> _BRIEF_: The pictures stay out. Please retype every line below exactly.

=== TASK MATERIAL ===

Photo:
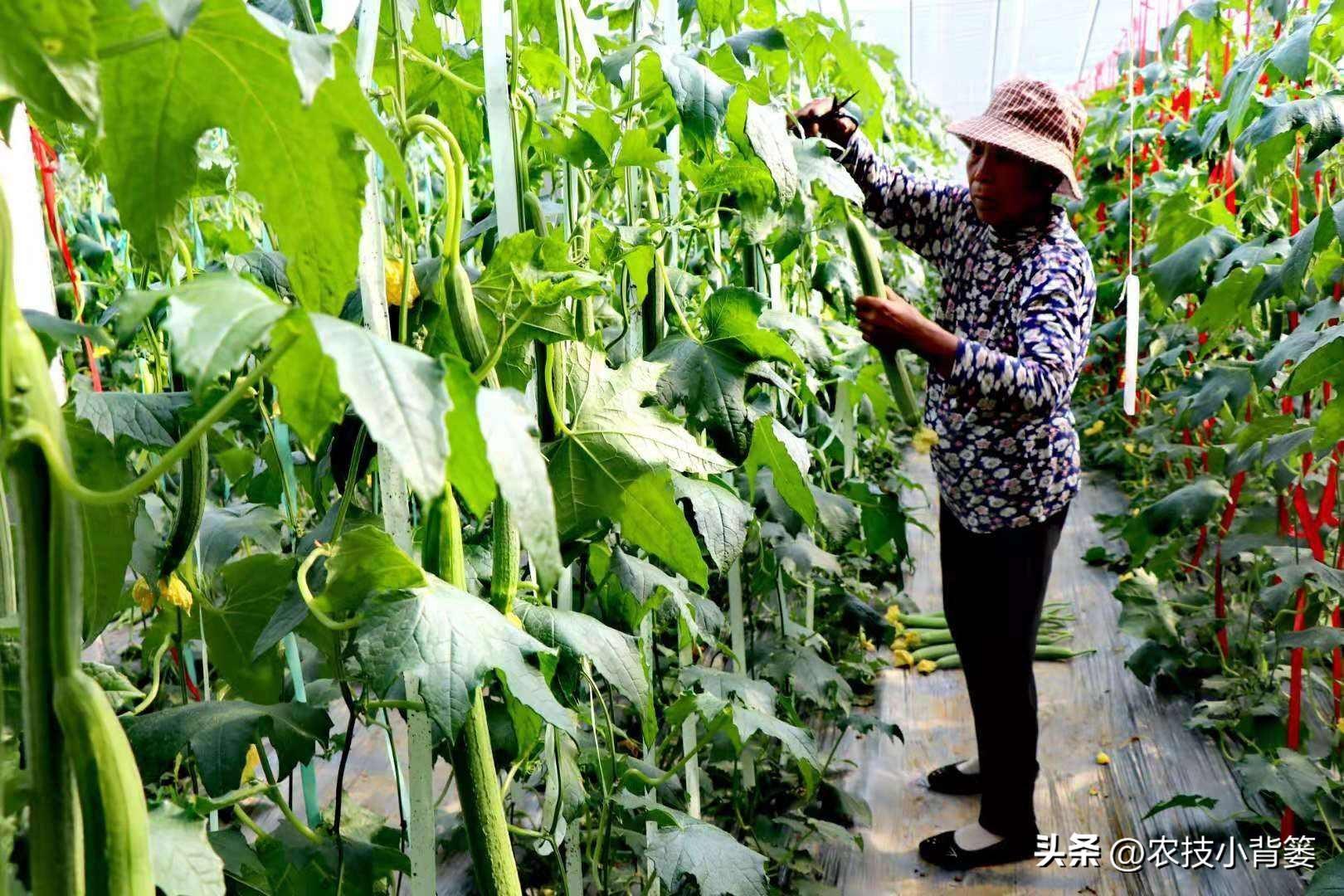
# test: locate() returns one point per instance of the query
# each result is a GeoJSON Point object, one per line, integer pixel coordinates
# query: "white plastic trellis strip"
{"type": "Point", "coordinates": [739, 652]}
{"type": "Point", "coordinates": [1131, 343]}
{"type": "Point", "coordinates": [339, 14]}
{"type": "Point", "coordinates": [499, 117]}
{"type": "Point", "coordinates": [583, 32]}
{"type": "Point", "coordinates": [32, 269]}
{"type": "Point", "coordinates": [392, 485]}
{"type": "Point", "coordinates": [672, 35]}
{"type": "Point", "coordinates": [421, 786]}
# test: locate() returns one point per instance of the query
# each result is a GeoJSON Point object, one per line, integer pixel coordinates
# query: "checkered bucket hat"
{"type": "Point", "coordinates": [1035, 119]}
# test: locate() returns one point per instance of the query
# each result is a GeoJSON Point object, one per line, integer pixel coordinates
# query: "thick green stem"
{"type": "Point", "coordinates": [56, 848]}
{"type": "Point", "coordinates": [60, 464]}
{"type": "Point", "coordinates": [74, 746]}
{"type": "Point", "coordinates": [505, 563]}
{"type": "Point", "coordinates": [474, 762]}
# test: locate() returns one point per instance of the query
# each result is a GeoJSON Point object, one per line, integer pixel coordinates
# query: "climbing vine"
{"type": "Point", "coordinates": [1230, 558]}
{"type": "Point", "coordinates": [474, 370]}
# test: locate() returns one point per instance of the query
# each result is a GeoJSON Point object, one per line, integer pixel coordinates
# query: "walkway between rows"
{"type": "Point", "coordinates": [1086, 705]}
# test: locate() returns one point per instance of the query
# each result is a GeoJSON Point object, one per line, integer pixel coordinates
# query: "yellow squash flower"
{"type": "Point", "coordinates": [923, 440]}
{"type": "Point", "coordinates": [251, 765]}
{"type": "Point", "coordinates": [173, 592]}
{"type": "Point", "coordinates": [392, 271]}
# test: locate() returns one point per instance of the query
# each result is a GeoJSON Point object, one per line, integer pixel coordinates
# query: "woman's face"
{"type": "Point", "coordinates": [1006, 188]}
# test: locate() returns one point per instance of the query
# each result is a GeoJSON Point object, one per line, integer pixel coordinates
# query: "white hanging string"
{"type": "Point", "coordinates": [1131, 278]}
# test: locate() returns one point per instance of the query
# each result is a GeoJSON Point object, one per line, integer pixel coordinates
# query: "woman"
{"type": "Point", "coordinates": [1004, 351]}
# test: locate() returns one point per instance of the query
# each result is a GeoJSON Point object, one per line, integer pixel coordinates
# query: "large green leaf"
{"type": "Point", "coordinates": [1322, 363]}
{"type": "Point", "coordinates": [468, 466]}
{"type": "Point", "coordinates": [1293, 778]}
{"type": "Point", "coordinates": [709, 377]}
{"type": "Point", "coordinates": [709, 855]}
{"type": "Point", "coordinates": [222, 529]}
{"type": "Point", "coordinates": [650, 518]}
{"type": "Point", "coordinates": [229, 71]}
{"type": "Point", "coordinates": [656, 590]}
{"type": "Point", "coordinates": [450, 641]}
{"type": "Point", "coordinates": [721, 518]}
{"type": "Point", "coordinates": [1183, 270]}
{"type": "Point", "coordinates": [1200, 397]}
{"type": "Point", "coordinates": [108, 528]}
{"type": "Point", "coordinates": [251, 589]}
{"type": "Point", "coordinates": [817, 167]}
{"type": "Point", "coordinates": [216, 321]}
{"type": "Point", "coordinates": [773, 446]}
{"type": "Point", "coordinates": [368, 563]}
{"type": "Point", "coordinates": [613, 653]}
{"type": "Point", "coordinates": [1187, 505]}
{"type": "Point", "coordinates": [47, 56]}
{"type": "Point", "coordinates": [767, 132]}
{"type": "Point", "coordinates": [702, 97]}
{"type": "Point", "coordinates": [309, 391]}
{"type": "Point", "coordinates": [399, 394]}
{"type": "Point", "coordinates": [183, 860]}
{"type": "Point", "coordinates": [149, 419]}
{"type": "Point", "coordinates": [1322, 119]}
{"type": "Point", "coordinates": [515, 455]}
{"type": "Point", "coordinates": [611, 442]}
{"type": "Point", "coordinates": [218, 733]}
{"type": "Point", "coordinates": [1226, 304]}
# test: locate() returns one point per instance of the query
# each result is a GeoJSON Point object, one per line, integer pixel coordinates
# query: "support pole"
{"type": "Point", "coordinates": [1092, 26]}
{"type": "Point", "coordinates": [993, 56]}
{"type": "Point", "coordinates": [737, 631]}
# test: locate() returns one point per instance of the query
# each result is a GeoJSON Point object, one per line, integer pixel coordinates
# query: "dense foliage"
{"type": "Point", "coordinates": [1231, 571]}
{"type": "Point", "coordinates": [654, 511]}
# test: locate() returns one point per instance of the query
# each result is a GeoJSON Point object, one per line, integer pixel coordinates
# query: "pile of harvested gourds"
{"type": "Point", "coordinates": [923, 642]}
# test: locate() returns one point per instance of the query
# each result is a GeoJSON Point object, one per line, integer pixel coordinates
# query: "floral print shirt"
{"type": "Point", "coordinates": [1020, 306]}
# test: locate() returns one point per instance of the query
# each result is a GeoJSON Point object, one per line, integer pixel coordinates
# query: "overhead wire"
{"type": "Point", "coordinates": [1132, 292]}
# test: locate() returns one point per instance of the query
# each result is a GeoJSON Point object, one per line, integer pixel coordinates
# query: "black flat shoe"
{"type": "Point", "coordinates": [944, 852]}
{"type": "Point", "coordinates": [949, 779]}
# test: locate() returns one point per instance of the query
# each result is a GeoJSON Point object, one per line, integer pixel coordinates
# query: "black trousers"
{"type": "Point", "coordinates": [993, 587]}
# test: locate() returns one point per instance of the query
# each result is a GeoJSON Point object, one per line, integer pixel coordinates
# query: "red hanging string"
{"type": "Point", "coordinates": [1296, 208]}
{"type": "Point", "coordinates": [46, 158]}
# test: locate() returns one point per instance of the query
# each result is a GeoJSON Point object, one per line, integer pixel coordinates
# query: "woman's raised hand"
{"type": "Point", "coordinates": [821, 119]}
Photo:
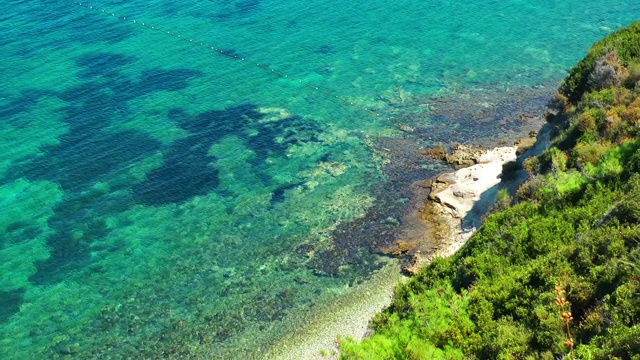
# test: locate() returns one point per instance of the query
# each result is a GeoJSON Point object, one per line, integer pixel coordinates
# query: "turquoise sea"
{"type": "Point", "coordinates": [190, 179]}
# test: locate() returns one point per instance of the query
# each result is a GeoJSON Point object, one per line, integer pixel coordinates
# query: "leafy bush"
{"type": "Point", "coordinates": [557, 273]}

===

> _OUTPUT OF THE EXERCISE_:
Photo:
# test: locate() returns one point per instance of the query
# each result is a GeoJSON Point object, one per line, integer pixel coordinates
# query: "white plastic trellis strip"
{"type": "Point", "coordinates": [739, 652]}
{"type": "Point", "coordinates": [1131, 343]}
{"type": "Point", "coordinates": [339, 14]}
{"type": "Point", "coordinates": [499, 117]}
{"type": "Point", "coordinates": [583, 32]}
{"type": "Point", "coordinates": [32, 269]}
{"type": "Point", "coordinates": [392, 485]}
{"type": "Point", "coordinates": [672, 35]}
{"type": "Point", "coordinates": [421, 786]}
# test: locate() returns one point per instance of the query
# each result is a GeoJSON Point object, one per line, integer pixel coordinates
# query: "checkered bucket hat"
{"type": "Point", "coordinates": [1035, 119]}
# test: locate() returns one point per instance of the query
# each result is a GeoJSON Point object, one per line, integer pixel coordinates
# query: "thick green stem"
{"type": "Point", "coordinates": [56, 848]}
{"type": "Point", "coordinates": [60, 464]}
{"type": "Point", "coordinates": [74, 746]}
{"type": "Point", "coordinates": [505, 563]}
{"type": "Point", "coordinates": [474, 762]}
# test: locate() returns one point per instance of the query
# each result is a GeoJSON Point object, one per line, integer pixel coordinates
# query: "climbing vine"
{"type": "Point", "coordinates": [1230, 558]}
{"type": "Point", "coordinates": [474, 370]}
# test: locate() returns one point per instance of the query
# each result is a GeoJSON Point object, one per line, integer pixel coordinates
# query: "walkway between rows"
{"type": "Point", "coordinates": [1086, 705]}
# test: locate() returns one point per instance of the query
# each result is a GeoJSON Point object, one per line, integer pixel coordinates
# query: "yellow squash flower"
{"type": "Point", "coordinates": [923, 440]}
{"type": "Point", "coordinates": [251, 765]}
{"type": "Point", "coordinates": [173, 592]}
{"type": "Point", "coordinates": [392, 271]}
# test: locate() returns one point per instance of the query
# each result is a GeoJSON Point object, one per line, integer pixel coordinates
# query: "woman's face"
{"type": "Point", "coordinates": [1006, 188]}
# test: locate() returns one point per instance of the query
# each result is a GeoJSON Point object, one per line, integer pixel coordinates
# query: "white hanging string"
{"type": "Point", "coordinates": [1131, 278]}
# test: locate() returns one point per instance of the query
# each result is a GeoJSON Point object, one per line, integer pixel coordinates
# query: "woman"
{"type": "Point", "coordinates": [1004, 351]}
# test: locate() returns one point per instance of the query
# each result is a GeoJSON Point object, one per line, integer pixel coordinates
# query: "large green leaf"
{"type": "Point", "coordinates": [1322, 363]}
{"type": "Point", "coordinates": [468, 466]}
{"type": "Point", "coordinates": [1293, 778]}
{"type": "Point", "coordinates": [709, 377]}
{"type": "Point", "coordinates": [709, 855]}
{"type": "Point", "coordinates": [222, 529]}
{"type": "Point", "coordinates": [650, 518]}
{"type": "Point", "coordinates": [229, 71]}
{"type": "Point", "coordinates": [656, 590]}
{"type": "Point", "coordinates": [450, 641]}
{"type": "Point", "coordinates": [721, 518]}
{"type": "Point", "coordinates": [1183, 270]}
{"type": "Point", "coordinates": [1200, 397]}
{"type": "Point", "coordinates": [108, 528]}
{"type": "Point", "coordinates": [251, 589]}
{"type": "Point", "coordinates": [817, 167]}
{"type": "Point", "coordinates": [216, 321]}
{"type": "Point", "coordinates": [773, 446]}
{"type": "Point", "coordinates": [368, 563]}
{"type": "Point", "coordinates": [613, 653]}
{"type": "Point", "coordinates": [1187, 505]}
{"type": "Point", "coordinates": [47, 56]}
{"type": "Point", "coordinates": [767, 132]}
{"type": "Point", "coordinates": [702, 97]}
{"type": "Point", "coordinates": [309, 391]}
{"type": "Point", "coordinates": [399, 394]}
{"type": "Point", "coordinates": [183, 860]}
{"type": "Point", "coordinates": [149, 419]}
{"type": "Point", "coordinates": [1322, 119]}
{"type": "Point", "coordinates": [515, 455]}
{"type": "Point", "coordinates": [611, 442]}
{"type": "Point", "coordinates": [218, 733]}
{"type": "Point", "coordinates": [1226, 304]}
# test: locate() returns one point per instance of the query
# each result is a GeoJSON Point object, one per line, integer pixel coordinates
# query: "support pole"
{"type": "Point", "coordinates": [1092, 26]}
{"type": "Point", "coordinates": [993, 56]}
{"type": "Point", "coordinates": [737, 631]}
# test: locate() returns one point per instance of the query
# each result is a GeoJSON Point object, one per line, integer pixel coordinates
# query: "dense foliage"
{"type": "Point", "coordinates": [1231, 571]}
{"type": "Point", "coordinates": [654, 511]}
# test: locate() returns one point per instance of the query
# each result is a GeoJSON Point object, one per line, integer pixel coordinates
# query: "pile of harvested gourds"
{"type": "Point", "coordinates": [923, 642]}
# test: locate() returns one point per instance of the query
# each result is a GeoJSON Point object, one per line, integer pixel coordinates
# query: "floral print shirt"
{"type": "Point", "coordinates": [1020, 306]}
# test: locate() returns one point per instance of the query
# each result is a GeoJSON Point object, one per line, integer pixel coordinates
# query: "overhead wire"
{"type": "Point", "coordinates": [1132, 292]}
# test: locate() returns one point per instance of the query
# each result is a GeoJSON Point object, one per line, integer pixel coordinates
# query: "black flat shoe"
{"type": "Point", "coordinates": [944, 852]}
{"type": "Point", "coordinates": [949, 779]}
# test: locate() returns one point per instance of the query
# each result is a GeoJSON Point object, one per line, integer pixel coordinates
# query: "black trousers"
{"type": "Point", "coordinates": [993, 587]}
# test: locate() returns one point per instance of the query
# each result is a GeoJSON Point object, one per line, integer pixel coordinates
# query: "red hanging string"
{"type": "Point", "coordinates": [1296, 208]}
{"type": "Point", "coordinates": [46, 158]}
# test: locate() returns one point per instance of the query
# each result is a GeoJSON Point object, one per line, integer pixel coordinates
# query: "woman's raised hand"
{"type": "Point", "coordinates": [821, 119]}
Photo:
# test: locate() returns one point per instance of the query
# each result is a GeoJSON Point object, one per line, integer pixel coordinates
# query: "turquoise sea"
{"type": "Point", "coordinates": [190, 179]}
# test: locate() returns one point per instance of the query
# each result is a GeoJSON Point object, one per line, integer pixel coordinates
# query: "leafy bush"
{"type": "Point", "coordinates": [557, 273]}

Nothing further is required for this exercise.